**YOUR GOAL:**
Edit the rows starting at the very first line and ending at the line containing "example of the": swap "canned food" for "tinned food" and keep everything else the same. Return only those lines.

**PROVIDED DATA:**

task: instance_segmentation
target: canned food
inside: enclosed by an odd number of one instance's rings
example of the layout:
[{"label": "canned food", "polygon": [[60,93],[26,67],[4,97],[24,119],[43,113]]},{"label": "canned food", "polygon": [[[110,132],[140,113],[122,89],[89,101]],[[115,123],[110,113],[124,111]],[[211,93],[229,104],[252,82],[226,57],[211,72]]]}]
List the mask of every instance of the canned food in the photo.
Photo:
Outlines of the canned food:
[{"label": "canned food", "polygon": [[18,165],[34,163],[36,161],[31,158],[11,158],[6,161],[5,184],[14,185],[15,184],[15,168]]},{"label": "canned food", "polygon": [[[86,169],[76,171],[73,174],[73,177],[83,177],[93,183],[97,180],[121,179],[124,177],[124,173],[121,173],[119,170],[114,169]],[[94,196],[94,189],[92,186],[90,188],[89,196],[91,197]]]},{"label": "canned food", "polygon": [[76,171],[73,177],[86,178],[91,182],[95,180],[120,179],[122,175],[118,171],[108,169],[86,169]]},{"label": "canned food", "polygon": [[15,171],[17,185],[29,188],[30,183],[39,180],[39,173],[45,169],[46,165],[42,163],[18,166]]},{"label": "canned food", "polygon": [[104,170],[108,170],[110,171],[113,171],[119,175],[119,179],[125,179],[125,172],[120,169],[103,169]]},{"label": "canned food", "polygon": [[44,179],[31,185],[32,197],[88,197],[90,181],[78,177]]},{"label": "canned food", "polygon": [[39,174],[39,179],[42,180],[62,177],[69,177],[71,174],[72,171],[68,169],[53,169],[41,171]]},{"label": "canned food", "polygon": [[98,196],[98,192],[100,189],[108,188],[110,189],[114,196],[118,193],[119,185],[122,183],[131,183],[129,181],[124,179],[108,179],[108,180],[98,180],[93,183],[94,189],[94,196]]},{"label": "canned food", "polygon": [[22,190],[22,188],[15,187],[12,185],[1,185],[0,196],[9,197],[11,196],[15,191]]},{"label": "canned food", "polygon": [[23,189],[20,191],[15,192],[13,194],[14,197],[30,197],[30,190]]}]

**RESULT OF THE EXERCISE:**
task: instance_segmentation
target: tinned food
inside: enclosed by an odd number of one instance's rings
example of the layout:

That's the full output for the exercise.